- What to do: Give back the full material exactly. Omit no line.

- Exercise inputs:
§ §

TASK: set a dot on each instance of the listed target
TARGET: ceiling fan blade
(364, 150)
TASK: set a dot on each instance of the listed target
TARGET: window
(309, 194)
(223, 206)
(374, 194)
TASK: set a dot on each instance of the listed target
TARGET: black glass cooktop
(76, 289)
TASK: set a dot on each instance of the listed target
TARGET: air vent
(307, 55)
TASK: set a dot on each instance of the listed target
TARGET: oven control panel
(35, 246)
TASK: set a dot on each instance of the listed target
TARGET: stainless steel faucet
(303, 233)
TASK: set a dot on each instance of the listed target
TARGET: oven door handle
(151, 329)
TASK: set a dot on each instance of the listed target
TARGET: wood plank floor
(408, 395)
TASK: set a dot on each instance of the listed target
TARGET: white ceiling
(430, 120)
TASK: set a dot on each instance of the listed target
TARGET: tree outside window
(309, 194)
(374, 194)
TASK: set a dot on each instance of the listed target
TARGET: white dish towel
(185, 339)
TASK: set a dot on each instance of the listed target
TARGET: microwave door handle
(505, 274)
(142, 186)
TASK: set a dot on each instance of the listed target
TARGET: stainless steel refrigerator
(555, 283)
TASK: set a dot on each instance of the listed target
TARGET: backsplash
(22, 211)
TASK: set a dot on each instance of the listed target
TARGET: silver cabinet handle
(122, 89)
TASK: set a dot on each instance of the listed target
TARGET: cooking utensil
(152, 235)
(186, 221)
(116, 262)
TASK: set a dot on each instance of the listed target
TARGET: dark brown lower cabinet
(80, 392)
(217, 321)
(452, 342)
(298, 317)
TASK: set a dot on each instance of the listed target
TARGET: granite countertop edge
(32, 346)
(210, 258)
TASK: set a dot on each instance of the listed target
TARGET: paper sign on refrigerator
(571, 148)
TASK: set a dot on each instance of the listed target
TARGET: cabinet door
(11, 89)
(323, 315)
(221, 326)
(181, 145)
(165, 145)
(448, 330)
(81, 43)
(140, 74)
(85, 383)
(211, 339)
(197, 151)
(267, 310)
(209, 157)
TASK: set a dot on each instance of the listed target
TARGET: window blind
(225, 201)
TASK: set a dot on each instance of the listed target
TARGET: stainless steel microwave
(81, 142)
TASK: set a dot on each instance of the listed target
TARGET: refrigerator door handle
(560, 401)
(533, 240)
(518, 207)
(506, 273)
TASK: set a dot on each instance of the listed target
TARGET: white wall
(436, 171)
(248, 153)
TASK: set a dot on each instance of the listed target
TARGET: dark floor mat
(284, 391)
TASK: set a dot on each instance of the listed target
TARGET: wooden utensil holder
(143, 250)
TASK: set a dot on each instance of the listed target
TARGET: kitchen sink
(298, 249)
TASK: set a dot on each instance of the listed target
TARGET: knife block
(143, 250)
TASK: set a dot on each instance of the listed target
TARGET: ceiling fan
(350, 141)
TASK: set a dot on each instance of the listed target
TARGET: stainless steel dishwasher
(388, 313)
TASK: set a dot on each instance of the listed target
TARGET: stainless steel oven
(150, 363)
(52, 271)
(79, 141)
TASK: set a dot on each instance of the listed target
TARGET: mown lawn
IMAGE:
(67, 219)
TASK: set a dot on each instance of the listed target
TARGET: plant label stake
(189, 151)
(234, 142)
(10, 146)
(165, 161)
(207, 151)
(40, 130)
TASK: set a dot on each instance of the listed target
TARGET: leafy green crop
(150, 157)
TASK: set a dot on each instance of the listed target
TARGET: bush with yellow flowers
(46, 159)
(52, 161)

§ §

- Problem solution:
TASK: set a dot on each instance of the listed target
TARGET: ceiling fan blade
(364, 150)
TASK: set a dot on each instance of the listed target
TARGET: window
(309, 194)
(223, 206)
(374, 194)
TASK: set a dot on each instance of the listed target
TARGET: black glass cooktop
(76, 289)
TASK: set a dot on each instance of the listed target
TARGET: air vent
(307, 55)
TASK: set a dot on each instance of the listed target
TARGET: oven control panel
(35, 246)
TASK: set a dot on each instance of the listed target
TARGET: stainless steel faucet
(303, 233)
TASK: set a dot on each instance of the listed target
TARGET: oven door handle
(151, 329)
TASK: set a dot on each instance of the listed target
TARGET: wood plank floor
(408, 395)
TASK: set a dot on each instance of the listed target
TARGET: white ceiling
(430, 120)
TASK: set a dot on each instance of the listed target
TARGET: tree outside window
(309, 194)
(374, 194)
TASK: set a dot on each instance of the listed target
TARGET: white dish towel
(185, 339)
TASK: set a dot on each instance of the listed target
TARGET: microwave door handle
(505, 274)
(142, 186)
TASK: set a dot on each instance of the listed target
TARGET: stainless steel refrigerator
(555, 283)
TASK: set a dot on each instance of the listed target
TARGET: backsplash
(22, 211)
TASK: set a dot on each instance of the listed target
TARGET: silver cabinet handle
(122, 89)
TASK: set a dot on each instance of the listed target
TARGET: cooking utensil
(152, 235)
(186, 221)
(116, 262)
TASK: set a dot on each instance of the listed target
TARGET: dark brown lower cabinet
(80, 392)
(217, 321)
(452, 342)
(298, 317)
TASK: set a dot on each instance of the listed target
TARGET: granite countertop edge
(32, 346)
(210, 258)
TASK: set a dot on each instance of the listed target
TARGET: paper sign on refrigerator
(571, 148)
TASK: set a dot on each instance of the listed target
TARGET: cabinet door
(11, 89)
(323, 315)
(221, 326)
(181, 145)
(165, 145)
(448, 330)
(81, 43)
(140, 74)
(85, 383)
(211, 339)
(197, 151)
(267, 310)
(209, 157)
TASK: set a dot on each instance of the listed target
TARGET: window blind
(225, 201)
TASK: set a dot on each instance of the listed target
TARGET: stainless steel microwave
(81, 142)
TASK: set a dot on each instance of the listed target
TARGET: refrigerator door handle
(560, 401)
(533, 240)
(518, 207)
(506, 273)
TASK: set a dot on each instance of the listed target
TARGET: white wall
(436, 171)
(248, 153)
TASK: set a dot on each instance of the listed target
TARGET: dark floor mat
(284, 391)
TASK: set a dot on each instance of the listed target
TARGET: wooden utensil holder
(143, 250)
TASK: set a dot on each instance of the listed target
TARGET: kitchen sink
(298, 249)
TASK: set a dot on each instance of the listed target
TARGET: knife block
(143, 250)
TASK: set a dot on each instance of the listed target
TARGET: ceiling fan
(350, 141)
TASK: set a dot on each instance of the listed target
TARGET: stainless steel dishwasher
(388, 313)
TASK: set a dot on each instance of the listed target
TARGET: stainless steel oven
(150, 363)
(52, 271)
(79, 141)
TASK: set a dot on each instance of the listed target
TARGET: mown lawn
IMAGE:
(67, 219)
TASK: set a dot on each instance of the listed target
TARGET: plant label stake
(189, 151)
(234, 142)
(10, 146)
(165, 161)
(207, 151)
(40, 130)
TASK: set a dot on each instance of the listed target
TARGET: leafy green crop
(150, 157)
TASK: set a dot on each instance of the listed target
TARGET: bush with yellow flowers
(46, 159)
(52, 161)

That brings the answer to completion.